▸ **To be done**: Filter the data below, keeping every line that contains the word "kitchen" and copying each such line in full. Treat the match as case-sensitive.

•••

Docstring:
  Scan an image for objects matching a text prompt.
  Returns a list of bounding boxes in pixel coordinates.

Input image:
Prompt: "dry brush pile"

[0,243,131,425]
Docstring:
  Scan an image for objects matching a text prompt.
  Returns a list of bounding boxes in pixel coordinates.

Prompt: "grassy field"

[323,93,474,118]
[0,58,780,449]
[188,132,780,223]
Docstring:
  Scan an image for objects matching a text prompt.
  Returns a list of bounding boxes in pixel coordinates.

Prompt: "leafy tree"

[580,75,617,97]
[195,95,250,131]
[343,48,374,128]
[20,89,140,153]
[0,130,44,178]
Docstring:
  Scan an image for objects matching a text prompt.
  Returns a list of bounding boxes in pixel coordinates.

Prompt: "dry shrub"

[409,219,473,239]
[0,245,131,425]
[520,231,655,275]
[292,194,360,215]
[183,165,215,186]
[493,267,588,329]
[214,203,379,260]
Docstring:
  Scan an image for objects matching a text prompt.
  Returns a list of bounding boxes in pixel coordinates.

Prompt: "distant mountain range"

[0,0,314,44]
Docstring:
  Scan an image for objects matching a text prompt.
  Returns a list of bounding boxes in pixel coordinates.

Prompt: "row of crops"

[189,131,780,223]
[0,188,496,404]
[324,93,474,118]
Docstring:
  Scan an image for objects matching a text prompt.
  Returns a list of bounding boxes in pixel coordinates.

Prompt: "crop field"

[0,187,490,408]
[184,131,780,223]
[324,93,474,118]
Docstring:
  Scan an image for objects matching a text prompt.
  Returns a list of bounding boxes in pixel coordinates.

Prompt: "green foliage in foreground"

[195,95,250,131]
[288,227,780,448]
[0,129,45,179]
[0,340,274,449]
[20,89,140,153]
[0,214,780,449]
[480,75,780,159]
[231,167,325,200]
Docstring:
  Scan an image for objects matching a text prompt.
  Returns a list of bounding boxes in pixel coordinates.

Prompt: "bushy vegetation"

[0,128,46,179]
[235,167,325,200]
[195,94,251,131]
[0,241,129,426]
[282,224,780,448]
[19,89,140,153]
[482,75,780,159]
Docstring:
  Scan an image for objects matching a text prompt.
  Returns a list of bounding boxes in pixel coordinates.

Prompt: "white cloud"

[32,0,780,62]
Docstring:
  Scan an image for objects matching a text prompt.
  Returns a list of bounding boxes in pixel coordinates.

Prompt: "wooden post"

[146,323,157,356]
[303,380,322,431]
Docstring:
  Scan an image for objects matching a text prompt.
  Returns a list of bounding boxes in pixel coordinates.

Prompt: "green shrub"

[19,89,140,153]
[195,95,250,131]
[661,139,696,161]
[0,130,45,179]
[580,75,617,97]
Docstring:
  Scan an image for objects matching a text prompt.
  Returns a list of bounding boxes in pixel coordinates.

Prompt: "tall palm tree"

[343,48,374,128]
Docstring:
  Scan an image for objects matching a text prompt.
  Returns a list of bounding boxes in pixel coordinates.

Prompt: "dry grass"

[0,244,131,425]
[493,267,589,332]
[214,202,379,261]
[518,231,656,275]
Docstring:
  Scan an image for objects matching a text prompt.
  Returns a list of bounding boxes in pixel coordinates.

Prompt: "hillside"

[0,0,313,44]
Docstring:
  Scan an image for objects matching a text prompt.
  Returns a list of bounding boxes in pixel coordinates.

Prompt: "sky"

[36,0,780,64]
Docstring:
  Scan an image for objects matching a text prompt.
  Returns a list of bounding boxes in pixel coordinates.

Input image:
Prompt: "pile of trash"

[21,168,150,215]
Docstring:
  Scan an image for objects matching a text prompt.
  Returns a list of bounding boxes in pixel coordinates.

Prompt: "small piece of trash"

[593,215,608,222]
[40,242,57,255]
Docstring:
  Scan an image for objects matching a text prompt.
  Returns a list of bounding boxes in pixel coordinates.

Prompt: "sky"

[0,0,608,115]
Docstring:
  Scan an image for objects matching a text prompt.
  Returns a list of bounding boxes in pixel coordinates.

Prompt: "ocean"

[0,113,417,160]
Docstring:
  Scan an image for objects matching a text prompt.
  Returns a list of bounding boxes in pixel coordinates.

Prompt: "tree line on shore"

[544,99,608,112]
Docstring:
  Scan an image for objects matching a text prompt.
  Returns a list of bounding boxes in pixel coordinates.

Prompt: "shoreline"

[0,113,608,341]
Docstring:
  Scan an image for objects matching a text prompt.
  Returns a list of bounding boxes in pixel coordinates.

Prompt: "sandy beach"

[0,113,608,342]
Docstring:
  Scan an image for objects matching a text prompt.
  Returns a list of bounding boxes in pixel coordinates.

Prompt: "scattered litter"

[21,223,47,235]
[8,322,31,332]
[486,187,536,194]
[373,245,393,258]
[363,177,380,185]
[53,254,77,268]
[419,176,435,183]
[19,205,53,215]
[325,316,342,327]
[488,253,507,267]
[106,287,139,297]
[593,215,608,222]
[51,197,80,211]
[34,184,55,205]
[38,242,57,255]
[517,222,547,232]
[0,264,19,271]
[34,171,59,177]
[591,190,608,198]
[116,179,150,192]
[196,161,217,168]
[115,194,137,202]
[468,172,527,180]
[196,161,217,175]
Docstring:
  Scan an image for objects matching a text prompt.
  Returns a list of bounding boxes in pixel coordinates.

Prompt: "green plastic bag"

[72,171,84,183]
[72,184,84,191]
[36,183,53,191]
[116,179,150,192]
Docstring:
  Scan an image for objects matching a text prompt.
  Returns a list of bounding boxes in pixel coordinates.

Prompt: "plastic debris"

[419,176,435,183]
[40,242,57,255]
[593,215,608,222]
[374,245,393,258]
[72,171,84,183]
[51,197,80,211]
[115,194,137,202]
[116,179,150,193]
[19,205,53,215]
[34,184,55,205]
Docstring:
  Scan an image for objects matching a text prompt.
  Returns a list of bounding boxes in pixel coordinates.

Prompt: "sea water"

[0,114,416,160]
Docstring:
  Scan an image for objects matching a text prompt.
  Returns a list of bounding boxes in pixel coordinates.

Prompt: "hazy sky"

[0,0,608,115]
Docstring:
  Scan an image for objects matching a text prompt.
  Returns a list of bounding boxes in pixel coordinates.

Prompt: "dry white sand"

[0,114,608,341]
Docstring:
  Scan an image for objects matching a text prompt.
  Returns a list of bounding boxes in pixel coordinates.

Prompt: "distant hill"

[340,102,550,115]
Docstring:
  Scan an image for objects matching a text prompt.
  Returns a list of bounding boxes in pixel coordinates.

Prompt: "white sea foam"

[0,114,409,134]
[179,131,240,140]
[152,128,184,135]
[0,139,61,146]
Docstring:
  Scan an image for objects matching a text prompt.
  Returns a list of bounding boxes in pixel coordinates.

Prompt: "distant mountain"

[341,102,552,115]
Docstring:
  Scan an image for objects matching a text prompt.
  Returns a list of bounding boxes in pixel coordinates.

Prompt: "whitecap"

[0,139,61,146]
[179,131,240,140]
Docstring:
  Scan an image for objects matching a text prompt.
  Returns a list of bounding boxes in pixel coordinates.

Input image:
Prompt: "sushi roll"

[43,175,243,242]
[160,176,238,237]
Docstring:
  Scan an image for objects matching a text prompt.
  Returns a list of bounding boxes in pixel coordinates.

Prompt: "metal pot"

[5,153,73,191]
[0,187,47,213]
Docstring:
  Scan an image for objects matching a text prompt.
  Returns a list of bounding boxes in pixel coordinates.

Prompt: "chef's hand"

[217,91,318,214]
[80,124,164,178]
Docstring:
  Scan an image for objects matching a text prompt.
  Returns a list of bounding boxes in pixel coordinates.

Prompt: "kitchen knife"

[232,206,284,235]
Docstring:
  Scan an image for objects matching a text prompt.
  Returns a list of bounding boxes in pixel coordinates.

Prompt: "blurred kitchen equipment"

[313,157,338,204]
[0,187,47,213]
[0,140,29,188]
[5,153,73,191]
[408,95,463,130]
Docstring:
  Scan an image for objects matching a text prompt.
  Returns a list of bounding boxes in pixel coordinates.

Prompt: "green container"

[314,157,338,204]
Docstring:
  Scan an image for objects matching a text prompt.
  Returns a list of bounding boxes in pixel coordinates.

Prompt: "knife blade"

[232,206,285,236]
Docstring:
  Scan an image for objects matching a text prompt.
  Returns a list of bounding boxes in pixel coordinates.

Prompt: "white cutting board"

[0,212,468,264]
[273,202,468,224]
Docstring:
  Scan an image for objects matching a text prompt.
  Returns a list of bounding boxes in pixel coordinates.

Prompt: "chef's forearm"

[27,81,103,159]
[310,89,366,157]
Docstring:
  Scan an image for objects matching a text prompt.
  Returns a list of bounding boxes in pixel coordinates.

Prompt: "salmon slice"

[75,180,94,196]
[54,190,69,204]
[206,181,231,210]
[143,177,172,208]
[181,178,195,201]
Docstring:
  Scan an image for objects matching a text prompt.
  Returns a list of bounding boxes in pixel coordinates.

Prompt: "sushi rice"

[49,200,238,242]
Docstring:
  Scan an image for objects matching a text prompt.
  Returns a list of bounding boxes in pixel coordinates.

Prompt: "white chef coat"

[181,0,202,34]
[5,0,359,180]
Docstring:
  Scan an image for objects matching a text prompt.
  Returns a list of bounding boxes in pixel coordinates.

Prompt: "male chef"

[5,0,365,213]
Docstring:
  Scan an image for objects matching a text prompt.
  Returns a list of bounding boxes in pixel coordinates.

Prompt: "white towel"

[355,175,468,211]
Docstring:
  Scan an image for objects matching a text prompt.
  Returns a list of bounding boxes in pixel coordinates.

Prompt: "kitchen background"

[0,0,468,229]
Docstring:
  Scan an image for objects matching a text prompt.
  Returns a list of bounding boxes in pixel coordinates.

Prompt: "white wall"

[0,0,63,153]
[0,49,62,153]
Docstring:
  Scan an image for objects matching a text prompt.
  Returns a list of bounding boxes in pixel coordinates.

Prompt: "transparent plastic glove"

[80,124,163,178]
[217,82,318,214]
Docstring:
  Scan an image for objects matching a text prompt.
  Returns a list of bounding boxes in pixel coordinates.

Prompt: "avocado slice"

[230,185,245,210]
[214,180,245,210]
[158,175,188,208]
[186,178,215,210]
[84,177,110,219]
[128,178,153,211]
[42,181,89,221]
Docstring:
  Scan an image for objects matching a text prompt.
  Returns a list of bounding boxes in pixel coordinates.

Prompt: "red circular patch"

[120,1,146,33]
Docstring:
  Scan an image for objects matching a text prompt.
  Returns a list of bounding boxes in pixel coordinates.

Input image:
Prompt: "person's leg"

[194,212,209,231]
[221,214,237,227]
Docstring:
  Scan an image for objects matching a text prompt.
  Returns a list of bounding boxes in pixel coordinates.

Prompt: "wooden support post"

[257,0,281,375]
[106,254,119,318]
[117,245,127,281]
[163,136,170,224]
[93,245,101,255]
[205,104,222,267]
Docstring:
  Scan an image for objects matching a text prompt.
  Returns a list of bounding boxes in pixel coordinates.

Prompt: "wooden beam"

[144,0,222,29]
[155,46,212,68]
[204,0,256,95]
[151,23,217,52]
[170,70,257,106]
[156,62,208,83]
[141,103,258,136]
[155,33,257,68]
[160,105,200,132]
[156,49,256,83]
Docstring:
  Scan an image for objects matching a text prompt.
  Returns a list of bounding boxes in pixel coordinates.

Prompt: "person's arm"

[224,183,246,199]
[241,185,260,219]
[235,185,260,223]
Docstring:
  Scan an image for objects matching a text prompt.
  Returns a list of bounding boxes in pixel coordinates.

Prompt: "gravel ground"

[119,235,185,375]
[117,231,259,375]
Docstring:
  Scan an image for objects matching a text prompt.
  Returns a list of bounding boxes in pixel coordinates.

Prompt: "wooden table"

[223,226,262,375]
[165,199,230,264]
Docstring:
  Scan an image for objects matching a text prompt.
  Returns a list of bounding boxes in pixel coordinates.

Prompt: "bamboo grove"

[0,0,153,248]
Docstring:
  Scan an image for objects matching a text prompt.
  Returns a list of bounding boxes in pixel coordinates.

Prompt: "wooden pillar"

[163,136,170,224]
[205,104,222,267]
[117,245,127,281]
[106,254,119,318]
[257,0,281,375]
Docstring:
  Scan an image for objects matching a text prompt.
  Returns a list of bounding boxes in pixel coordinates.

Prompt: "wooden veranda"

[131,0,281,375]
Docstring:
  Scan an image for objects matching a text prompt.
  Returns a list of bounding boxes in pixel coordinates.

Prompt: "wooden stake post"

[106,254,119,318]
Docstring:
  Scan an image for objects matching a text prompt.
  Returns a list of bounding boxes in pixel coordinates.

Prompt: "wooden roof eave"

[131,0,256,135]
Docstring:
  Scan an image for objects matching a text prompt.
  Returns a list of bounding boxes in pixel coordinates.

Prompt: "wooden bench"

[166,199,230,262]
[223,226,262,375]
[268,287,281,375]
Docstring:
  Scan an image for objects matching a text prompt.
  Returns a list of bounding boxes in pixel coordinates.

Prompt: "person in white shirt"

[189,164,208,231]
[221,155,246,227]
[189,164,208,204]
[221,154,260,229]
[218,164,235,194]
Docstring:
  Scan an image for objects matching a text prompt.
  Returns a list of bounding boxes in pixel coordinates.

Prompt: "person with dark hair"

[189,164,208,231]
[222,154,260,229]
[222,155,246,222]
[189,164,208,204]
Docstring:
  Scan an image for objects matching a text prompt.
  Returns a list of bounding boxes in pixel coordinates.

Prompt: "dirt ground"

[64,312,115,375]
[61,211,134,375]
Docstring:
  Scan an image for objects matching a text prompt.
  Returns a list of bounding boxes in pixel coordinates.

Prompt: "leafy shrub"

•••

▸ **Result**:
Prompt: "kitchen knife"
Prompt: "blurred kitchen equipment"
Prompt: "kitchen background"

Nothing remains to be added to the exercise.